:: INPUT ::

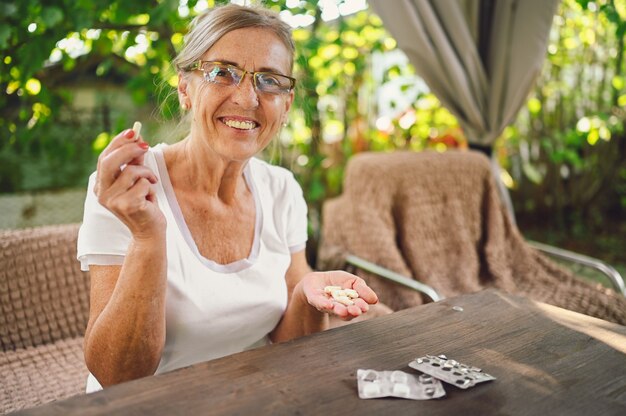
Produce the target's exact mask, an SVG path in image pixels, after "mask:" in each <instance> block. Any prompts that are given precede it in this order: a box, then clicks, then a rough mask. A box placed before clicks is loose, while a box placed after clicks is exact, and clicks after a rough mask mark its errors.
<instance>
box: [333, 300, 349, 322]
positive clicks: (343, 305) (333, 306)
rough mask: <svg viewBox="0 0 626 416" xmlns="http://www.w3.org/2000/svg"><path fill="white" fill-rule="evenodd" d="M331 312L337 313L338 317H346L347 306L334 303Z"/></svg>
mask: <svg viewBox="0 0 626 416" xmlns="http://www.w3.org/2000/svg"><path fill="white" fill-rule="evenodd" d="M332 312H333V313H334V314H335V315H337V316H338V317H339V318H341V319H346V318H348V315H349V314H348V308H346V307H345V306H344V305H342V304H341V303H335V304H334V305H333V309H332Z"/></svg>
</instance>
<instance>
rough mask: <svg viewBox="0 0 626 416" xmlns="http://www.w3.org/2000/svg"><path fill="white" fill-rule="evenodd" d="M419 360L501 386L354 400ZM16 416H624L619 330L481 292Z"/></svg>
mask: <svg viewBox="0 0 626 416" xmlns="http://www.w3.org/2000/svg"><path fill="white" fill-rule="evenodd" d="M455 306H456V308H454V309H453V307H455ZM459 307H461V308H462V309H463V310H462V311H459V310H458V309H460V308H459ZM426 354H434V355H437V354H446V355H447V356H448V358H453V359H456V360H458V361H460V362H462V363H465V364H470V365H474V366H477V367H480V368H482V369H483V370H484V371H486V372H488V373H490V374H492V375H494V376H495V377H497V380H495V381H492V382H487V383H483V384H479V385H477V386H476V387H474V388H470V389H468V390H461V389H458V388H456V387H453V386H451V385H448V384H444V386H445V389H446V392H447V396H446V397H444V398H442V399H438V400H427V401H413V400H405V399H396V398H384V399H372V400H361V399H359V398H358V395H357V382H356V378H355V374H356V370H357V369H359V368H364V369H376V370H404V371H407V372H414V373H416V372H415V370H413V369H411V368H410V367H408V365H407V364H408V363H409V362H410V361H411V360H413V359H414V358H417V357H419V356H423V355H426ZM416 374H417V373H416ZM20 414H24V415H44V414H45V415H72V414H76V415H113V414H115V415H118V414H125V415H208V414H227V415H294V414H301V415H339V414H341V415H359V416H361V415H381V414H382V415H389V416H391V415H408V414H421V415H585V416H587V415H626V327H624V326H619V325H614V324H611V323H608V322H605V321H602V320H598V319H594V318H590V317H587V316H584V315H580V314H577V313H574V312H570V311H565V310H563V309H559V308H555V307H552V306H548V305H544V304H539V303H535V302H532V301H529V300H526V299H524V298H520V297H516V296H511V295H506V294H503V293H501V292H497V291H494V290H488V291H484V292H481V293H477V294H473V295H465V296H460V297H457V298H451V299H447V300H444V301H441V302H437V303H432V304H428V305H425V306H419V307H416V308H412V309H407V310H404V311H400V312H397V313H394V314H392V315H388V316H384V317H381V318H377V319H373V320H369V321H365V322H359V323H354V324H351V325H347V326H344V327H340V328H336V329H332V330H329V331H326V332H323V333H319V334H315V335H312V336H308V337H303V338H300V339H297V340H294V341H292V342H288V343H284V344H276V345H270V346H267V347H263V348H260V349H257V350H253V351H246V352H243V353H240V354H235V355H232V356H229V357H224V358H221V359H217V360H214V361H209V362H206V363H201V364H197V365H194V366H191V367H188V368H184V369H181V370H177V371H174V372H171V373H168V374H163V375H159V376H154V377H147V378H144V379H141V380H136V381H133V382H129V383H124V384H121V385H117V386H114V387H111V388H109V389H106V390H104V391H102V392H99V393H95V394H91V395H85V396H79V397H75V398H71V399H68V400H65V401H60V402H56V403H52V404H48V405H44V406H41V407H37V408H33V409H27V410H24V411H22V412H21V413H20Z"/></svg>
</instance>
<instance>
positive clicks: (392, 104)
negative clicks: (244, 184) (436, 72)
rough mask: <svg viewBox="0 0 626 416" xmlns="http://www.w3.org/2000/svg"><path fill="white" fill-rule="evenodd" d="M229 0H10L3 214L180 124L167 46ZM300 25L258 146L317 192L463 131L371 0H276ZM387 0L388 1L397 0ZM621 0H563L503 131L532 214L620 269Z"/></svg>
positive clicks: (623, 18) (537, 228) (11, 227)
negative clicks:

:::

EXERCISE REQUIREMENTS:
Beginning with the first line of the material above, please output each line exactly through the line that contains "positive clicks: (343, 305) (333, 306)", and only those, leaving out pictures.

SOLUTION TO THE PROBLEM:
Produce the target's exact mask, an SVG path in image pixels, after "mask:" in each <instance> block. Any prompts that are given precede it in this order: a box, then clicks, then a rough mask. A box placed before clicks is loose, while a box placed after clicks is exact, and clicks after a rough mask mark its errors.
<instance>
box: [333, 300, 349, 322]
positive clicks: (343, 305) (333, 306)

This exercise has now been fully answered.